◆ TASK REQUIREMENTS
Can you reproduce every line of the records below verbatim, leaving out the pictures?

--- EXTRACTED INFORMATION ---

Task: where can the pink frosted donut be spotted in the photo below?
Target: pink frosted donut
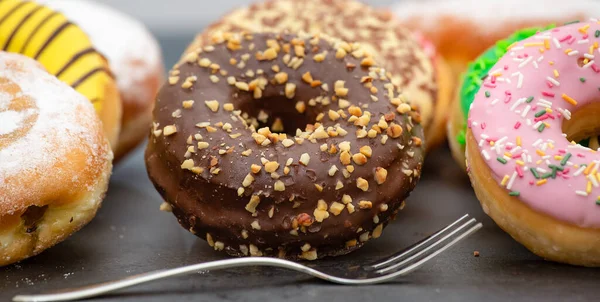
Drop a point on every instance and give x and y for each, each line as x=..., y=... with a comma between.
x=528, y=172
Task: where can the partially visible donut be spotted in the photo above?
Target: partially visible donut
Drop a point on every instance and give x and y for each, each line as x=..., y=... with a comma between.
x=66, y=51
x=352, y=21
x=283, y=145
x=134, y=56
x=463, y=29
x=54, y=159
x=470, y=84
x=529, y=174
x=445, y=92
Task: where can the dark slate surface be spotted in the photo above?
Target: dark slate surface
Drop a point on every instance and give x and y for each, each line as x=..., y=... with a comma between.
x=130, y=236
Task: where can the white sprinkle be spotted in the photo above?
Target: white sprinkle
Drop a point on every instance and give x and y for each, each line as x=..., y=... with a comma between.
x=579, y=171
x=517, y=103
x=526, y=111
x=525, y=62
x=556, y=43
x=485, y=154
x=511, y=181
x=553, y=81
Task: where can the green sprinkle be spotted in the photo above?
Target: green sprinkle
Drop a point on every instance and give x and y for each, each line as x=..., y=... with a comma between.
x=540, y=113
x=555, y=167
x=565, y=159
x=541, y=127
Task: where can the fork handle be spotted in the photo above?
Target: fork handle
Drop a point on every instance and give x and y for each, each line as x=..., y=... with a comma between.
x=108, y=287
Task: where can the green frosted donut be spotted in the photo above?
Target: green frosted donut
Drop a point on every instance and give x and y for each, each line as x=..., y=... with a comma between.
x=479, y=69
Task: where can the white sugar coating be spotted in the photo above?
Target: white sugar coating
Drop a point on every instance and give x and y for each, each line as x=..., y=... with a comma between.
x=10, y=121
x=65, y=120
x=492, y=13
x=130, y=48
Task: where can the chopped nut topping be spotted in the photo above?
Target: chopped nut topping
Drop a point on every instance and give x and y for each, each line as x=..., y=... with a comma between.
x=365, y=204
x=394, y=130
x=380, y=175
x=169, y=130
x=359, y=158
x=362, y=184
x=252, y=204
x=366, y=151
x=281, y=77
x=332, y=170
x=279, y=186
x=203, y=145
x=248, y=180
x=290, y=91
x=304, y=159
x=255, y=168
x=336, y=208
x=212, y=105
x=228, y=107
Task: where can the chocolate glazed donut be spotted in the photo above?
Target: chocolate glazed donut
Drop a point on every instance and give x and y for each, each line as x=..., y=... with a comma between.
x=228, y=155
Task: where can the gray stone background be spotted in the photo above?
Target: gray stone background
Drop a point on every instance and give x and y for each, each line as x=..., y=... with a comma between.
x=182, y=16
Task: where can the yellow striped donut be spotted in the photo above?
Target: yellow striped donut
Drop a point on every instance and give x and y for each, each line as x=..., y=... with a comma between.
x=64, y=50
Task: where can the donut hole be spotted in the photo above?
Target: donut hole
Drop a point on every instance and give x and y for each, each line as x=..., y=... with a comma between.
x=584, y=126
x=279, y=114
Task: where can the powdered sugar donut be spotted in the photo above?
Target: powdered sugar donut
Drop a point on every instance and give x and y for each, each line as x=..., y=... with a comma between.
x=134, y=57
x=54, y=159
x=531, y=178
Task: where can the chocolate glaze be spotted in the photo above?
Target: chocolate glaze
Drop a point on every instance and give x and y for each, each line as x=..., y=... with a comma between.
x=209, y=204
x=51, y=38
x=352, y=21
x=36, y=30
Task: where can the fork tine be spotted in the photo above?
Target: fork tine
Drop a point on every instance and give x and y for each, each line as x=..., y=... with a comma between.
x=407, y=269
x=457, y=234
x=415, y=247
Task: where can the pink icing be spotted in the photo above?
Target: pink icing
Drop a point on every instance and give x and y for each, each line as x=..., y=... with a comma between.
x=501, y=116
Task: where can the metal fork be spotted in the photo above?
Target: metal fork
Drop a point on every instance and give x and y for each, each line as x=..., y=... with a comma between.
x=386, y=269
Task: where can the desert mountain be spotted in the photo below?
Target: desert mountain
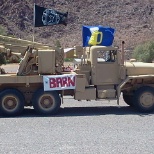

---

◆ WRITTEN RESPONSE
Task: where can the pink frosted donut be spotted in the photo below?
Target: pink frosted donut
Drop a point on every instance and give x and y for each, each line as x=..., y=... with a comma between.
x=528, y=172
Task: where can the partially visible donut be spotted in the photo above?
Target: partially visible donut
Drop a point on every instance and give x and y for each, each line as x=..., y=... with a comma between.
x=66, y=51
x=352, y=21
x=283, y=145
x=134, y=56
x=463, y=29
x=54, y=159
x=470, y=84
x=529, y=174
x=445, y=92
Task: where can the dark slate surface be spotted in the photo above?
Target: dark slate surface
Drop a point on every instance and give x and y for each, each line as x=..., y=... with a comma between.
x=130, y=236
Task: where can the white sprinkle be spotted in the photo above?
Target: white sprinkle
Drop a point on every instance and give x and y for each, each line as x=..., y=... with a comma between.
x=579, y=171
x=517, y=103
x=526, y=111
x=525, y=62
x=556, y=43
x=485, y=154
x=511, y=181
x=553, y=81
Task: where can the green sprinkle be spotted in the photo above?
Target: green sprinkle
Drop a point on every instance and give x and y for each, each line as x=..., y=... with a comma between.
x=540, y=113
x=555, y=167
x=565, y=159
x=541, y=127
Task: where can the fork handle be spotted in the photo above?
Target: fork handle
Drop a point on every instance and give x and y for each, each line as x=..., y=... with a comma between.
x=108, y=287
Task: where can the green frosted donut be spotted in the photo above?
Target: green frosted donut
Drop a point on every instance and give x and y for each, each line as x=..., y=... with a comma between.
x=479, y=69
Task: where can the white sugar coating be spotted in the photo above?
Target: white sugar coating
Drop a point on every instance and give x and y for each, each line as x=..., y=... with a comma between.
x=10, y=121
x=65, y=120
x=492, y=13
x=130, y=48
Task: where can the chopped nut topping be spotted in the photo above?
Target: chopped nut topping
Drop a point on every instance and give x and y for each, each line as x=..., y=... with a comma between.
x=365, y=204
x=394, y=130
x=380, y=175
x=169, y=130
x=359, y=158
x=362, y=184
x=252, y=204
x=366, y=151
x=281, y=77
x=332, y=170
x=279, y=186
x=203, y=145
x=248, y=180
x=290, y=91
x=304, y=159
x=255, y=168
x=336, y=208
x=212, y=105
x=228, y=107
Task: where can the chocolate glazed donut be spotted in the photo above?
Target: chocolate glazed donut
Drop a point on every instance and give x and y for each, each line as x=..., y=... with a comma between.
x=228, y=155
Task: where can the gray stone background be spotted in the photo above?
Target: gray stone background
Drop a point on every instance and give x and y for each, each line as x=..., y=... with a comma between.
x=182, y=16
Task: where can the yellow striped donut be spotted in the photo above?
Target: yellow striped donut
Drop a point on every instance and give x and y for each, each line as x=..., y=... with a comma between.
x=64, y=50
Task: where can the donut hole be spotted in the photo above?
Target: donut hole
Drop a point on every instance and give x and y for each, each line as x=..., y=... with a comma between.
x=584, y=126
x=279, y=114
Task: where can the powdered sugar donut be spotted in the photo above?
Target: powdered sugar donut
Drop a point on every instance and give x and y for each, each line as x=..., y=... with a comma between.
x=134, y=57
x=54, y=159
x=531, y=178
Task: where can the chocolate glaze be spotted in the photo above?
Target: chocolate glaze
Drop a point on every instance and give x and y for each, each line as x=..., y=... with a comma between.
x=209, y=204
x=51, y=38
x=352, y=21
x=36, y=30
Task: where can the fork tine be spotted in the photo above?
Target: fork tine
Drop a point on every instance and give x and y for each, each line as x=..., y=... with a comma between.
x=407, y=269
x=457, y=234
x=415, y=247
Task: where can the pink icing be spotted in the photo above?
Target: pink icing
Drop a point on every instance and give x and y for each, each line as x=..., y=... with a comma between.
x=501, y=116
Task: where can the metal fork be spotted in the photo above?
Target: metal fork
Drop a point on every instance and give x and y for each, each line as x=..., y=... with a comma between.
x=386, y=269
Task: where can the desert mountain be spotted in the photo below?
Target: desert mountain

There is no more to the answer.